** BRIEF **
Scan the listing that follows and report how many lines contain "rock". Write the number alone.

=== DATASET ===

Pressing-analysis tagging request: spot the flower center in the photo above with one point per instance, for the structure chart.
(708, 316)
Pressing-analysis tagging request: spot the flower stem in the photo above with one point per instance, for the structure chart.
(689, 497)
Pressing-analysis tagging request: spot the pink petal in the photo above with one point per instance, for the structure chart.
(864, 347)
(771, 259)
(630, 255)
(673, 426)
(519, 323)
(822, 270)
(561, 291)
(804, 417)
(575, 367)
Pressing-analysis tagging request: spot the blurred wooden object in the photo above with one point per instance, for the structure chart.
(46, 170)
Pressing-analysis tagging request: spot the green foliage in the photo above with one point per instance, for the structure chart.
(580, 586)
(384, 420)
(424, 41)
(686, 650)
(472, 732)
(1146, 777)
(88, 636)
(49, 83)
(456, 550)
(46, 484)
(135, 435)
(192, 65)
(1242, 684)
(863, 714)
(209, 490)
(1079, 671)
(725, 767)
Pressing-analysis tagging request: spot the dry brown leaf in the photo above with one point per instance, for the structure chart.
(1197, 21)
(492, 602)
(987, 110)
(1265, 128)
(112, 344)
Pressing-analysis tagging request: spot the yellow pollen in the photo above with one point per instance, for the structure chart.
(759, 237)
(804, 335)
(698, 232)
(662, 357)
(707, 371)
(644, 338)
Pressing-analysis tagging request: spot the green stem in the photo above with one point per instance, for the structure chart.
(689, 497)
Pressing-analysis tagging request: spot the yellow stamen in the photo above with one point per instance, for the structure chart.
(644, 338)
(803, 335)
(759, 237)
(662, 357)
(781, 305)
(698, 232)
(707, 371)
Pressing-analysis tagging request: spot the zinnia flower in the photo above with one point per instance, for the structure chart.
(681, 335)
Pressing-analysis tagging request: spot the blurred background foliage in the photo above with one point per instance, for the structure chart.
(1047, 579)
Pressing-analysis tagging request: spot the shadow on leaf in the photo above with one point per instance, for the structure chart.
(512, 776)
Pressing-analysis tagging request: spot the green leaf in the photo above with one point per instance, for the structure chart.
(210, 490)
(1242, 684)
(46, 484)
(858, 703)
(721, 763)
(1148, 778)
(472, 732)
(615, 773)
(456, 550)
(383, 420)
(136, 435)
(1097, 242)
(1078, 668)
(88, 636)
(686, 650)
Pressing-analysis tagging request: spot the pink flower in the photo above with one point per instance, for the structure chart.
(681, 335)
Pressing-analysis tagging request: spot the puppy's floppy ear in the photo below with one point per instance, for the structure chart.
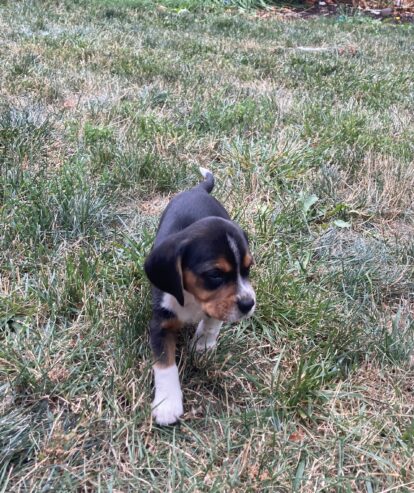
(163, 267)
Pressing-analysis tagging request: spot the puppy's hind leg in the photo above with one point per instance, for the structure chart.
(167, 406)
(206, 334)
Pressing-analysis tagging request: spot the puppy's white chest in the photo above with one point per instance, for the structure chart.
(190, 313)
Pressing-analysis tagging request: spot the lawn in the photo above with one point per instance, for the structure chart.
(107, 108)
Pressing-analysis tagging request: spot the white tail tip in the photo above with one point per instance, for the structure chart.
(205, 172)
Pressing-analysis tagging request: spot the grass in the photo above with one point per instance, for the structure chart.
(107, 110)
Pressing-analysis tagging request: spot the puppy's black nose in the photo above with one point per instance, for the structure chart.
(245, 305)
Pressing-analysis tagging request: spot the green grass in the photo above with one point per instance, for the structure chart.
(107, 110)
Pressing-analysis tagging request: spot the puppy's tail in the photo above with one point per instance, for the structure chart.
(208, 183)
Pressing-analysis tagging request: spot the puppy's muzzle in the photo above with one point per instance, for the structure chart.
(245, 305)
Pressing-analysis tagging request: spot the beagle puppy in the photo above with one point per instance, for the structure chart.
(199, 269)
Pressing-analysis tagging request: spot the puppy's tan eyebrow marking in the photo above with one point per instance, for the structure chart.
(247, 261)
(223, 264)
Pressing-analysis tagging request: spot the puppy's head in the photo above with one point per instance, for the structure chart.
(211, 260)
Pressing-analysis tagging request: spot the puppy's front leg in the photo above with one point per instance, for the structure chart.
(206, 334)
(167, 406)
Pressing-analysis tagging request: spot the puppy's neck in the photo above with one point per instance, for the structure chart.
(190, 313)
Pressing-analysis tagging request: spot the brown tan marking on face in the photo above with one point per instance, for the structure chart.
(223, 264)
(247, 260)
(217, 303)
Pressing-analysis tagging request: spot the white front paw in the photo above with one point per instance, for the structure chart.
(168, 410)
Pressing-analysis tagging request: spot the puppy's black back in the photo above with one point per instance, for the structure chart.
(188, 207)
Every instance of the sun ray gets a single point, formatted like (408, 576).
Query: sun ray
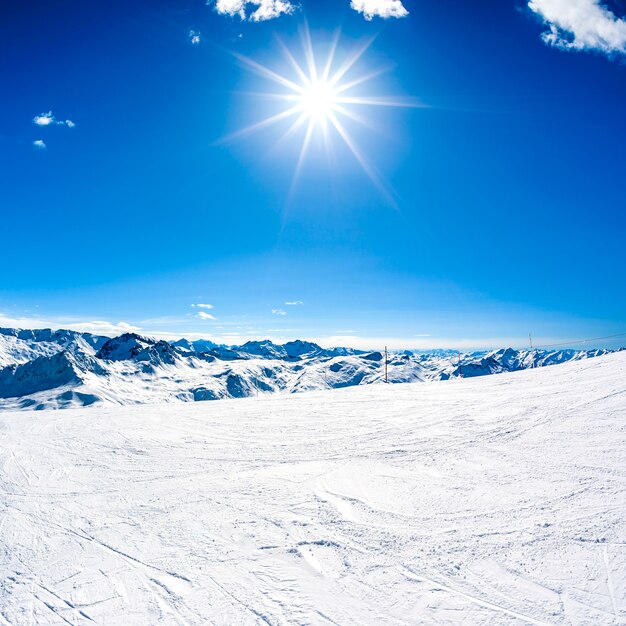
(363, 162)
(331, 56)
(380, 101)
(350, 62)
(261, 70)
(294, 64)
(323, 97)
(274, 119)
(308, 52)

===
=== DATASET ===

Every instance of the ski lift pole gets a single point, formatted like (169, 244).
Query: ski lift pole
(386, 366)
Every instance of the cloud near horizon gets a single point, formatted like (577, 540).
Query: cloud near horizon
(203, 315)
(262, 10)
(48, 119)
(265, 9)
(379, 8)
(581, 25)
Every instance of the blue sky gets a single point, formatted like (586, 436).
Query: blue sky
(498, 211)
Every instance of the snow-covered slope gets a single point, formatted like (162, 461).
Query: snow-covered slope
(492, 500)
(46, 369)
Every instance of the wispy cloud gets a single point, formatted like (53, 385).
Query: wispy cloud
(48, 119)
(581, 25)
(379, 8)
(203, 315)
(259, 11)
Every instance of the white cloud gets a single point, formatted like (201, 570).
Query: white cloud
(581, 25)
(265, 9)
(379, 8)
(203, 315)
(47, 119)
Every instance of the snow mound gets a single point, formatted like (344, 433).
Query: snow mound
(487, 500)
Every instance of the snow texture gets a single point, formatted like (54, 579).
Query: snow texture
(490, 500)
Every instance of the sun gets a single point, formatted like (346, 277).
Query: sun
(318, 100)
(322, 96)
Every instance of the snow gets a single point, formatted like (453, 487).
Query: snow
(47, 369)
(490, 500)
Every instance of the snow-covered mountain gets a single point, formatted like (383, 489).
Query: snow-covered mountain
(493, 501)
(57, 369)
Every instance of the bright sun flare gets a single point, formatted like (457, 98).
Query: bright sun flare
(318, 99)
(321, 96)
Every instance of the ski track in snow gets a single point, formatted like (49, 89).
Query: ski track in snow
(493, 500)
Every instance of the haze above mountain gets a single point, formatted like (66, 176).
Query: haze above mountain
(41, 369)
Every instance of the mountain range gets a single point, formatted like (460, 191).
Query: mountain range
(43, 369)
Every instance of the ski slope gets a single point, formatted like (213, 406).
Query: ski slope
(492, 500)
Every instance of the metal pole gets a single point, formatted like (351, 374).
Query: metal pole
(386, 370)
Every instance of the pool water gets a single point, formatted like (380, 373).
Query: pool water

===
=== DATASET ===

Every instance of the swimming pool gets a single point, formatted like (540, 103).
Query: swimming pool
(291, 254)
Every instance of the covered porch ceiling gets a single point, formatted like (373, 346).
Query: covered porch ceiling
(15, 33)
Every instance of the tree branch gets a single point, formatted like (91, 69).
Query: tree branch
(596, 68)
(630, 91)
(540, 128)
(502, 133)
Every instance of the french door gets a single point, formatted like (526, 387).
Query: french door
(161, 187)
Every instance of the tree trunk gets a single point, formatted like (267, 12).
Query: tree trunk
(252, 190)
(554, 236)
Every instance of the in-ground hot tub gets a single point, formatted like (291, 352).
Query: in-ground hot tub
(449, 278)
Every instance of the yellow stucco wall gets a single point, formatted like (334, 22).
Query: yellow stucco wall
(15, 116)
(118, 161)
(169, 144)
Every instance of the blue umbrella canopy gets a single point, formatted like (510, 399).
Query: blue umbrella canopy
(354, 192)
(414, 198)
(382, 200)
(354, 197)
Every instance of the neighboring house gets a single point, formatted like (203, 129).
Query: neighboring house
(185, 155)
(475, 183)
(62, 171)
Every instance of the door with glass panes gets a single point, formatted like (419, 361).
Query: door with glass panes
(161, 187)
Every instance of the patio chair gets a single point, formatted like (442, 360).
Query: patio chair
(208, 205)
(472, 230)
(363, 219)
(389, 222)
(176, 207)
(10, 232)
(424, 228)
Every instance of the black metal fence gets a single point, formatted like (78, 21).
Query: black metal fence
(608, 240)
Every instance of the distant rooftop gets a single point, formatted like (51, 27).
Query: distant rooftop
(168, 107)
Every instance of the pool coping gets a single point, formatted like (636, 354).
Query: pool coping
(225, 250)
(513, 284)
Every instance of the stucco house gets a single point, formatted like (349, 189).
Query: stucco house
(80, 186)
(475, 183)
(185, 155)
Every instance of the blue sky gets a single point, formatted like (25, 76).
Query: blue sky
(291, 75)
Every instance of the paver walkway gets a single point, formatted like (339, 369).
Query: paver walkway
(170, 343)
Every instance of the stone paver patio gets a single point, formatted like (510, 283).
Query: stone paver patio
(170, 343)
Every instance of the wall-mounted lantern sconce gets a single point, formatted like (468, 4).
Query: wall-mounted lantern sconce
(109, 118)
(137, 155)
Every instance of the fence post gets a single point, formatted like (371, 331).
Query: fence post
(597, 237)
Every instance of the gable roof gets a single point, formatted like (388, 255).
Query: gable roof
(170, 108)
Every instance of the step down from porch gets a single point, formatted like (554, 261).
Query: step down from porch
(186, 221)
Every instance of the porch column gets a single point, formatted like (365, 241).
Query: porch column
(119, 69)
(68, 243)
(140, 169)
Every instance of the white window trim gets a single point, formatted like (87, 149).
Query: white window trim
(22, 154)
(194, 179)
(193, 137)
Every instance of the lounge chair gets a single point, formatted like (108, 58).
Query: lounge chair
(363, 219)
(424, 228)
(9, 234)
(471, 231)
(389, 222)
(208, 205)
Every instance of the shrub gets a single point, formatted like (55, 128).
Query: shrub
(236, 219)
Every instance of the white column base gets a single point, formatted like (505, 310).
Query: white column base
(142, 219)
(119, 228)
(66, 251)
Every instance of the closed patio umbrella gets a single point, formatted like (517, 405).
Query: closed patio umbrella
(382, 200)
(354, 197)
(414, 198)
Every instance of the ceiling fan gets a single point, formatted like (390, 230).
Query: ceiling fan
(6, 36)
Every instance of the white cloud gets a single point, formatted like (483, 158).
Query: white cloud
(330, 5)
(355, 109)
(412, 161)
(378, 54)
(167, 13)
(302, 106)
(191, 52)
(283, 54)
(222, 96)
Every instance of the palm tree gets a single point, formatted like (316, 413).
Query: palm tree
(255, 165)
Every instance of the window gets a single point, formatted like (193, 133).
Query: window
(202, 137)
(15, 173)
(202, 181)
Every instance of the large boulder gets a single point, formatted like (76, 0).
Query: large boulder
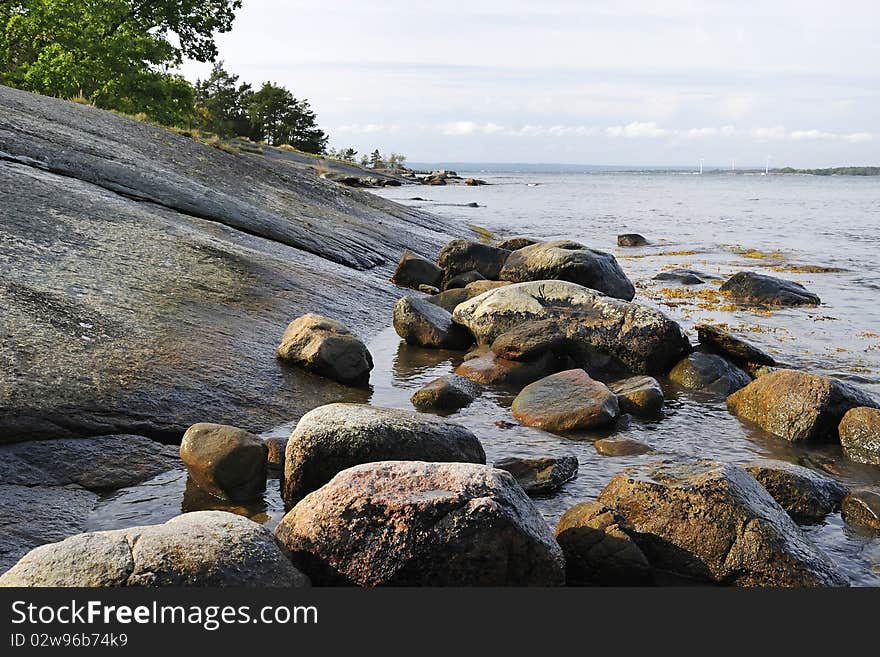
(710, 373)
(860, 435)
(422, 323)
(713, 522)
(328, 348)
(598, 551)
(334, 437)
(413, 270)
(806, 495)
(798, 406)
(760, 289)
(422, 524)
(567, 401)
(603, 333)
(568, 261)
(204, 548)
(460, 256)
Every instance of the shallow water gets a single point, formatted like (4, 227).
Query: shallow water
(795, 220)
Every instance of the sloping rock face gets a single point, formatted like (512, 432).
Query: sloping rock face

===

** RESULT **
2